=== Input rows ===

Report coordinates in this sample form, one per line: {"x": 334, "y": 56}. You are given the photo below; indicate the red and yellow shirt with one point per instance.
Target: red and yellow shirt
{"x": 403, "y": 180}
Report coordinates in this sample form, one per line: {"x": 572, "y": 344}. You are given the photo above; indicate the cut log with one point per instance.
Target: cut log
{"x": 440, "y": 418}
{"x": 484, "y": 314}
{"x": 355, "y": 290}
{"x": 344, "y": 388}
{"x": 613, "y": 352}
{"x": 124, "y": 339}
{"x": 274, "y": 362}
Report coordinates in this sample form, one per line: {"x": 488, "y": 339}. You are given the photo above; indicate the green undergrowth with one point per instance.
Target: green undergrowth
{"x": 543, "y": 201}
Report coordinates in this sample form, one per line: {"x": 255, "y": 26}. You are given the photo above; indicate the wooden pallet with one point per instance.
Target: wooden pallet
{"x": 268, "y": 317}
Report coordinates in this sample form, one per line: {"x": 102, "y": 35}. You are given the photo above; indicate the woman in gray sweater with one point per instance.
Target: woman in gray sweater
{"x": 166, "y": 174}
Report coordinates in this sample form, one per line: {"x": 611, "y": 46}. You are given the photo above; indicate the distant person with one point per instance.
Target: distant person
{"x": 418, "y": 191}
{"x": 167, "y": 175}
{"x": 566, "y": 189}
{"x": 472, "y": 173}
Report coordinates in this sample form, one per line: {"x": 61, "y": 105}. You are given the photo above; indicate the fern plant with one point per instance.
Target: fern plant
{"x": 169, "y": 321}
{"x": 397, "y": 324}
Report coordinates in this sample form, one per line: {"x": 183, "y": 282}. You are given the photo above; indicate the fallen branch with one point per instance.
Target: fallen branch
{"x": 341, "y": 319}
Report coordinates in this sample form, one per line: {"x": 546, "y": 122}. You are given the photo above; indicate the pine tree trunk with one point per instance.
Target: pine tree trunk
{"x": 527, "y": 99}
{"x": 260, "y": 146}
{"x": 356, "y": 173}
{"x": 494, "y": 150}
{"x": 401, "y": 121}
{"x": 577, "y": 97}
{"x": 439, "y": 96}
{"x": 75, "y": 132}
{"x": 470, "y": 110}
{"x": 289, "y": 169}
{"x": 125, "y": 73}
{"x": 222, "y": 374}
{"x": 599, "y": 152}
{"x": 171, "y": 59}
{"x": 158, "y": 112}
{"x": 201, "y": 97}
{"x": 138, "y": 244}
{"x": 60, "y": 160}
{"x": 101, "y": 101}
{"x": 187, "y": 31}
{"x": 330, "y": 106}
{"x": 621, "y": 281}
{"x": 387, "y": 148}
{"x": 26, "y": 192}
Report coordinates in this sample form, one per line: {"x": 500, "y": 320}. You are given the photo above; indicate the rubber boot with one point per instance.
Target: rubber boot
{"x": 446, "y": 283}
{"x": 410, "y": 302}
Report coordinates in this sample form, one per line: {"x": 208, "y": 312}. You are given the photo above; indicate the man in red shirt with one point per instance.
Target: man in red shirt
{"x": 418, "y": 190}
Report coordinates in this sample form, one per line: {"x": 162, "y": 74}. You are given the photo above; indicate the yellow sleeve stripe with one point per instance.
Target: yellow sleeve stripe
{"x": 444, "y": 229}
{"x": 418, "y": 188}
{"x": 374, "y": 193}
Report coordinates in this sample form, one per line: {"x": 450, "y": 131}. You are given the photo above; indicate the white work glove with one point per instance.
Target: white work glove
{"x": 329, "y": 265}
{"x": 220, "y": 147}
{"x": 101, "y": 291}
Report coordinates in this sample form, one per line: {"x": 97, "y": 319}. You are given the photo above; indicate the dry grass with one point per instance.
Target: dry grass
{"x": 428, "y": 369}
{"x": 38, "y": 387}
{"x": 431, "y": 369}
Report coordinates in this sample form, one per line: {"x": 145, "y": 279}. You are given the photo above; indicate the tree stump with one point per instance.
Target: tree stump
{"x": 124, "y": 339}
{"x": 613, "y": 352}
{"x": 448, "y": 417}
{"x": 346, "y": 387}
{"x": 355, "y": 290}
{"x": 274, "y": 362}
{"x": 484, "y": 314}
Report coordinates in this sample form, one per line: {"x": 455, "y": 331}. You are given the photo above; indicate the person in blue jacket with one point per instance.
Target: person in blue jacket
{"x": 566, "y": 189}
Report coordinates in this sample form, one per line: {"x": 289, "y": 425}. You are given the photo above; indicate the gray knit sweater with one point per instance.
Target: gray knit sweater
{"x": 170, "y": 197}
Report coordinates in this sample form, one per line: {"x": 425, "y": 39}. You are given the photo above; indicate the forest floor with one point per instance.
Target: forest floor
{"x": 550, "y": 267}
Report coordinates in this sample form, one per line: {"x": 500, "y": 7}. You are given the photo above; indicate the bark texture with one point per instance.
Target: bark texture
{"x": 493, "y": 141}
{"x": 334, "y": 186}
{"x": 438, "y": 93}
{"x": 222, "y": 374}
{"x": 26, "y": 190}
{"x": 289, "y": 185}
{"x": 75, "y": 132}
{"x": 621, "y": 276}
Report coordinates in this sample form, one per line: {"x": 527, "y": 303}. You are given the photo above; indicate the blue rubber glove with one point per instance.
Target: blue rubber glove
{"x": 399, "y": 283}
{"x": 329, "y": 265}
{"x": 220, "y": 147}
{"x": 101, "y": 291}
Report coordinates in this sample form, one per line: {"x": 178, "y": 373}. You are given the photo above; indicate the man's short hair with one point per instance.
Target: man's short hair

===

:: What is expected ::
All of the material above needs to be copied exactly.

:: Correct result ::
Report coordinates in this sample form, one per line: {"x": 334, "y": 56}. You are given the photo below; indicate the red and yellow shirt with one point per instance.
Target: red and yellow shirt
{"x": 403, "y": 180}
Report coordinates in this sample form, one per line: {"x": 572, "y": 344}. You are given the photo above; indicate the cut log with one point per instance.
Target: cut log
{"x": 440, "y": 418}
{"x": 484, "y": 314}
{"x": 355, "y": 290}
{"x": 344, "y": 388}
{"x": 613, "y": 352}
{"x": 124, "y": 339}
{"x": 274, "y": 362}
Report coordinates in this sample form, one per line: {"x": 488, "y": 339}. You are given the photo above; indicate the green undergrowth with one point per instance.
Target: green undergrowth
{"x": 543, "y": 201}
Report coordinates in this sample form, one per line: {"x": 255, "y": 26}. You are given the photo above; indicate the wooden pallet with one point per instance.
Target: wooden pallet
{"x": 268, "y": 317}
Report coordinates in this sample form, one per line: {"x": 102, "y": 35}. You are given the photo above; indicate the woman in gray sweater with one point per instance.
Target: woman in gray sweater
{"x": 166, "y": 174}
Report coordinates in this sample form, one per line: {"x": 611, "y": 46}. You are given the photo above; indicate the distant person with one point per instance.
Target: distant person
{"x": 418, "y": 191}
{"x": 167, "y": 175}
{"x": 566, "y": 189}
{"x": 472, "y": 173}
Report coordinates in this sample form, one per line: {"x": 61, "y": 105}. You are given the photo above; indicate the fern plant with one point per instance.
Target: fern plant
{"x": 169, "y": 321}
{"x": 397, "y": 324}
Report coordinates in this sample form, one per line: {"x": 183, "y": 282}. You are given the photo above; indicate the fallen branch with one point per instance.
Target: fallen branch
{"x": 341, "y": 319}
Report coordinates in this sample form, one per line: {"x": 546, "y": 122}. You are given the photo above; indicate the pine tree trunk with one point per instance.
Target: pine tree trunk
{"x": 527, "y": 99}
{"x": 260, "y": 146}
{"x": 356, "y": 173}
{"x": 494, "y": 150}
{"x": 401, "y": 121}
{"x": 577, "y": 97}
{"x": 439, "y": 96}
{"x": 75, "y": 132}
{"x": 470, "y": 110}
{"x": 289, "y": 169}
{"x": 125, "y": 73}
{"x": 222, "y": 374}
{"x": 599, "y": 152}
{"x": 171, "y": 59}
{"x": 158, "y": 112}
{"x": 201, "y": 97}
{"x": 138, "y": 244}
{"x": 60, "y": 160}
{"x": 101, "y": 101}
{"x": 187, "y": 31}
{"x": 330, "y": 106}
{"x": 621, "y": 281}
{"x": 387, "y": 148}
{"x": 26, "y": 192}
Report coordinates in this sample form, one per line: {"x": 500, "y": 320}. You are given the photo above; indicate the rubber boot with one point per instance.
Target: rubber boot
{"x": 446, "y": 283}
{"x": 410, "y": 302}
Report coordinates in this sample form, one per line: {"x": 208, "y": 312}. You are given the photo above; indicate the man in red shirt with one point per instance.
Target: man in red shirt
{"x": 418, "y": 190}
Report coordinates in this sample form, one per line: {"x": 162, "y": 74}. You are given the photo above; indicate the yellow sleeve stripe with one point per instance.
Target: yellow sleeve stripe
{"x": 444, "y": 229}
{"x": 418, "y": 188}
{"x": 374, "y": 193}
Report coordinates in this sample form, one per line: {"x": 450, "y": 131}. You are given the photo above; indicate the white work glove with one point per instance.
Target: white work glove
{"x": 329, "y": 265}
{"x": 220, "y": 147}
{"x": 101, "y": 291}
Report coordinates in this sample form, one per line: {"x": 97, "y": 319}. You are given the photo above; indicate the dry grass with one point per instance.
Target: dry grass
{"x": 428, "y": 369}
{"x": 38, "y": 387}
{"x": 431, "y": 369}
Report coordinates in this sample form, one per line: {"x": 145, "y": 279}. You are given the photo above; indicate the tree stump with one point per instance.
Target: tree stump
{"x": 124, "y": 339}
{"x": 613, "y": 352}
{"x": 448, "y": 417}
{"x": 346, "y": 387}
{"x": 355, "y": 290}
{"x": 274, "y": 362}
{"x": 484, "y": 314}
Report coordinates in this sample form, one per line: {"x": 455, "y": 331}. You are given the photo above; indicate the person in blue jacket with one point per instance.
Target: person in blue jacket
{"x": 566, "y": 189}
Report coordinates in this sample form, one per line: {"x": 289, "y": 425}. You are given the photo above; indicate the gray knit sweater with one point per instance.
Target: gray knit sweater
{"x": 170, "y": 197}
Report coordinates in this sample form, one per line: {"x": 425, "y": 39}. You are given the photo above; indicate the forest floor with one point per instance.
Target: forest floor
{"x": 550, "y": 267}
Report coordinates in this sample form, one per line: {"x": 500, "y": 7}. You are given the photo above; indicate the bark texture with one point per instance.
Target: bark texture
{"x": 493, "y": 141}
{"x": 334, "y": 186}
{"x": 438, "y": 93}
{"x": 222, "y": 374}
{"x": 26, "y": 190}
{"x": 289, "y": 185}
{"x": 75, "y": 132}
{"x": 621, "y": 276}
Report coordinates in this sample form, one per line: {"x": 527, "y": 303}. You are given the photo above; indicate the blue rubber glove with one point per instance.
Target: blue rubber glove
{"x": 399, "y": 283}
{"x": 329, "y": 265}
{"x": 220, "y": 147}
{"x": 101, "y": 291}
Report coordinates in this sample form, one per line: {"x": 178, "y": 373}. You are given the photo above; indicate the man's short hair with one point per instance.
Target: man's short hair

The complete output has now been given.